*WORK TO BE COMPLETED*
Report how many lines in the material below contain the string "plant". Give only the number.

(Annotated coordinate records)
○ ○ ○
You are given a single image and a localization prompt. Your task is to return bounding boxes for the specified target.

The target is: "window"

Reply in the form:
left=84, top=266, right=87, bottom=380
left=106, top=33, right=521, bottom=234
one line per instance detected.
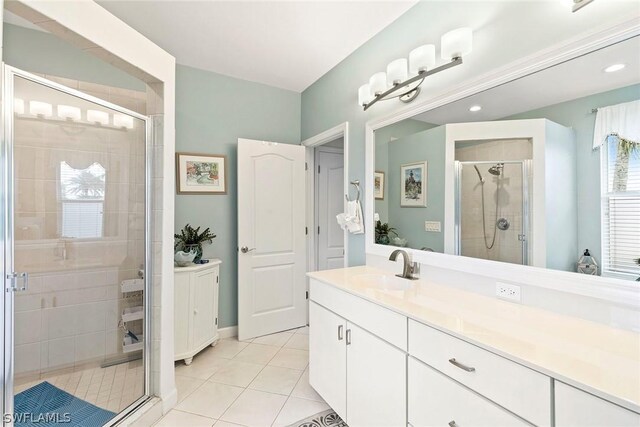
left=60, top=161, right=105, bottom=238
left=601, top=135, right=640, bottom=279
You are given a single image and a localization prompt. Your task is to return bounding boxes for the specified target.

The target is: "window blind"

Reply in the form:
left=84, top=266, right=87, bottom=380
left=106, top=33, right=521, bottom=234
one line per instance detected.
left=602, top=137, right=640, bottom=278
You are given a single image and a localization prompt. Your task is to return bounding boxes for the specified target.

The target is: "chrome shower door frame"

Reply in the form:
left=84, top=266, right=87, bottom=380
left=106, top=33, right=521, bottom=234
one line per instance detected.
left=0, top=63, right=153, bottom=426
left=454, top=160, right=532, bottom=265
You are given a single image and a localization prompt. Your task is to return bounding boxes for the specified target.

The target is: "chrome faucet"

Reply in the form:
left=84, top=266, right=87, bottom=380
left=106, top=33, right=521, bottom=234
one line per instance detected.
left=389, top=249, right=420, bottom=280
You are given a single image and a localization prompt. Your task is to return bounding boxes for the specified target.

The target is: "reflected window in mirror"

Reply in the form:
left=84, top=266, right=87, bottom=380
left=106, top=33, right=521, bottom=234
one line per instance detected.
left=59, top=161, right=106, bottom=238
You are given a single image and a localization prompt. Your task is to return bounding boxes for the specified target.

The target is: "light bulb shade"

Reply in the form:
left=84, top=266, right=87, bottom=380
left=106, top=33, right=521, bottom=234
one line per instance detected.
left=369, top=71, right=387, bottom=95
left=358, top=84, right=373, bottom=106
left=58, top=105, right=82, bottom=120
left=29, top=101, right=53, bottom=117
left=87, top=110, right=109, bottom=125
left=409, top=44, right=436, bottom=75
left=13, top=98, right=24, bottom=114
left=113, top=114, right=133, bottom=129
left=387, top=58, right=409, bottom=86
left=441, top=27, right=473, bottom=60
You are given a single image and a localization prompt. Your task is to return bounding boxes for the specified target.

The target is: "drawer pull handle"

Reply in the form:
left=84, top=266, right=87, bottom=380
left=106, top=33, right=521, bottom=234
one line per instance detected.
left=449, top=359, right=476, bottom=372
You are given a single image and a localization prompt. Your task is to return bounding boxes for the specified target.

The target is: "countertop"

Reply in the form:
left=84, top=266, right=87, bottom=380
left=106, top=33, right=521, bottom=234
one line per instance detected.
left=307, top=266, right=640, bottom=412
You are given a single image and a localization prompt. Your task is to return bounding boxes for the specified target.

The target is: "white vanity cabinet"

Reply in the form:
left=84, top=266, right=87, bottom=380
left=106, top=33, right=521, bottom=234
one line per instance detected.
left=173, top=259, right=221, bottom=365
left=555, top=381, right=640, bottom=427
left=309, top=298, right=406, bottom=427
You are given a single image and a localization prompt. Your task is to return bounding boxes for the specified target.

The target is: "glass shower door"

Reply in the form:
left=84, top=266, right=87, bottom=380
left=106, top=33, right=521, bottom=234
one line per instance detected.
left=456, top=161, right=529, bottom=265
left=3, top=67, right=149, bottom=425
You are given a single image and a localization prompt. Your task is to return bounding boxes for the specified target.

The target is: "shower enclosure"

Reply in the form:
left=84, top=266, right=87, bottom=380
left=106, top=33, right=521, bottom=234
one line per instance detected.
left=0, top=66, right=151, bottom=425
left=455, top=160, right=530, bottom=265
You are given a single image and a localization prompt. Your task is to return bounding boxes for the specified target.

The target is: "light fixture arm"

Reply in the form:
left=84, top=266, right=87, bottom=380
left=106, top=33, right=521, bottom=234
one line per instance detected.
left=363, top=56, right=462, bottom=111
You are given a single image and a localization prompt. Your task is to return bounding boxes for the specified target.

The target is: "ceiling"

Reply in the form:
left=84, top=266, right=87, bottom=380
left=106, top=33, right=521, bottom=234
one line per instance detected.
left=98, top=0, right=417, bottom=92
left=414, top=37, right=640, bottom=125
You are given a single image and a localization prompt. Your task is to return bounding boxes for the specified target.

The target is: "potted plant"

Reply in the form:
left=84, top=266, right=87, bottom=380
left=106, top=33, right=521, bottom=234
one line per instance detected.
left=376, top=221, right=398, bottom=245
left=173, top=224, right=216, bottom=264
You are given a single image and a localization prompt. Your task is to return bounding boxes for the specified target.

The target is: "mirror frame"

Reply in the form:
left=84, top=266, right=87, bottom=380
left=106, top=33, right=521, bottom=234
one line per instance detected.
left=364, top=17, right=640, bottom=309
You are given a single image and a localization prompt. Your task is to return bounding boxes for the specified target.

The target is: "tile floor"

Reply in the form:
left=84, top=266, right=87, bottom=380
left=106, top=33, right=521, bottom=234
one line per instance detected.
left=14, top=360, right=144, bottom=412
left=155, top=327, right=329, bottom=427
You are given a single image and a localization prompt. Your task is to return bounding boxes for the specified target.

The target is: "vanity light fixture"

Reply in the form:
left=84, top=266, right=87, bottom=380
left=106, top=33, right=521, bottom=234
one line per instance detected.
left=58, top=104, right=82, bottom=120
left=604, top=64, right=626, bottom=73
left=29, top=101, right=53, bottom=117
left=358, top=27, right=473, bottom=111
left=87, top=110, right=109, bottom=125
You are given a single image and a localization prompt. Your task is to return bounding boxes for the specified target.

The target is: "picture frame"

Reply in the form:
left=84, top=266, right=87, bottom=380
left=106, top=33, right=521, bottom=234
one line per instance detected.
left=400, top=161, right=428, bottom=208
left=373, top=171, right=384, bottom=200
left=176, top=153, right=227, bottom=195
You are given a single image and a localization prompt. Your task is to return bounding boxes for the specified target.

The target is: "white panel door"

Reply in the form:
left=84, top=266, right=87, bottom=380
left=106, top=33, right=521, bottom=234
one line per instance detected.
left=238, top=139, right=307, bottom=340
left=309, top=301, right=347, bottom=420
left=345, top=323, right=407, bottom=427
left=316, top=148, right=344, bottom=270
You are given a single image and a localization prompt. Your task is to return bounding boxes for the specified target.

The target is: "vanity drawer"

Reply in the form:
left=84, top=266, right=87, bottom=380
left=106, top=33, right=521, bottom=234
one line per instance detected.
left=555, top=381, right=640, bottom=427
left=409, top=320, right=551, bottom=426
left=309, top=279, right=407, bottom=351
left=408, top=357, right=529, bottom=427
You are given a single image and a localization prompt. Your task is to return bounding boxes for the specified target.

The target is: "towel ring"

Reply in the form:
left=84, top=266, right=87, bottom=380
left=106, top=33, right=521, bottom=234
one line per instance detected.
left=344, top=179, right=360, bottom=202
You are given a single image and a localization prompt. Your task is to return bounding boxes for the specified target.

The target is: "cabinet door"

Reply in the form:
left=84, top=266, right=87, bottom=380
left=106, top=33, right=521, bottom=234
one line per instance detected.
left=191, top=269, right=216, bottom=348
left=555, top=381, right=640, bottom=427
left=309, top=301, right=347, bottom=419
left=345, top=323, right=407, bottom=427
left=408, top=357, right=530, bottom=427
left=173, top=273, right=191, bottom=356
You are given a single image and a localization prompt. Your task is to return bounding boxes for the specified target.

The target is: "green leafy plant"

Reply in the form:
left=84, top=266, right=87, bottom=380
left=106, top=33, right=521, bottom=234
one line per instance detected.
left=376, top=221, right=398, bottom=245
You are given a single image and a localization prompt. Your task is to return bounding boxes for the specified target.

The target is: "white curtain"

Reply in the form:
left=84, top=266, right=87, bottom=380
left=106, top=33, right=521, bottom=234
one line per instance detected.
left=593, top=100, right=640, bottom=150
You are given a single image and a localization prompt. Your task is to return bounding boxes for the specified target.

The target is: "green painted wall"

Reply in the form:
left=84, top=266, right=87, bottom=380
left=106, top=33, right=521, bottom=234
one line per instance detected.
left=175, top=65, right=300, bottom=327
left=375, top=119, right=435, bottom=223
left=506, top=85, right=640, bottom=270
left=387, top=126, right=446, bottom=252
left=2, top=22, right=146, bottom=91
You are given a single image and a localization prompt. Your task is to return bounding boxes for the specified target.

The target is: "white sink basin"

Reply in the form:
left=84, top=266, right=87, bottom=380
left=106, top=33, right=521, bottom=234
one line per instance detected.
left=354, top=274, right=412, bottom=291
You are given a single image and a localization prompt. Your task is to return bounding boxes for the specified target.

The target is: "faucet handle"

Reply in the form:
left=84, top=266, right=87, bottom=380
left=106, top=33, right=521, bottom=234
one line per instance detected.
left=411, top=261, right=420, bottom=279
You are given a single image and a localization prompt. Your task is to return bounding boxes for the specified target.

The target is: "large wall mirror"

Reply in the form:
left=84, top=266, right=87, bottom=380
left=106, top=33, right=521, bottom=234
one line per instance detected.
left=368, top=37, right=640, bottom=280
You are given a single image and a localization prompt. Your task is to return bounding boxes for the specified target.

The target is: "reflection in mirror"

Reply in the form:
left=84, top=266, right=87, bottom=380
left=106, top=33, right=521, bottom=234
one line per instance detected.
left=372, top=37, right=640, bottom=280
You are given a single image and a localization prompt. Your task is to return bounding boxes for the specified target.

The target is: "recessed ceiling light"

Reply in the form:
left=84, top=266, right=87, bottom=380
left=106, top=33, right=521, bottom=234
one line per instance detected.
left=604, top=64, right=625, bottom=73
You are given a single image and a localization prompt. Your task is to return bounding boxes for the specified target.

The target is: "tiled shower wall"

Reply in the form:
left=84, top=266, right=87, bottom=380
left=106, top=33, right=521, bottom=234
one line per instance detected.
left=455, top=139, right=532, bottom=264
left=14, top=76, right=146, bottom=380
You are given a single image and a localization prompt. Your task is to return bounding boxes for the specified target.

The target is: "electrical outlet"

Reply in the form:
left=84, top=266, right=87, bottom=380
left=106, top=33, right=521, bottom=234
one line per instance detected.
left=424, top=221, right=442, bottom=233
left=496, top=282, right=520, bottom=302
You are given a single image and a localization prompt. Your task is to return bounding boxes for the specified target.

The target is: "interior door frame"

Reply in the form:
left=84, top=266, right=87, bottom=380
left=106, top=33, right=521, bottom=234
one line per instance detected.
left=0, top=62, right=153, bottom=426
left=301, top=122, right=349, bottom=274
left=310, top=145, right=347, bottom=267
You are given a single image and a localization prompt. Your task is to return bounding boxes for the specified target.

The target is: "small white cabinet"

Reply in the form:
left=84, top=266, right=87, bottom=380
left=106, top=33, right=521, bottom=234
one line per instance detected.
left=173, top=259, right=221, bottom=365
left=309, top=301, right=406, bottom=427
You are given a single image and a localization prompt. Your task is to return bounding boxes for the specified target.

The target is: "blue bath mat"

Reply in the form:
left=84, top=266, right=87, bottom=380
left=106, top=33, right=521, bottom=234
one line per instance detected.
○ ○ ○
*WORKED ANSWER*
2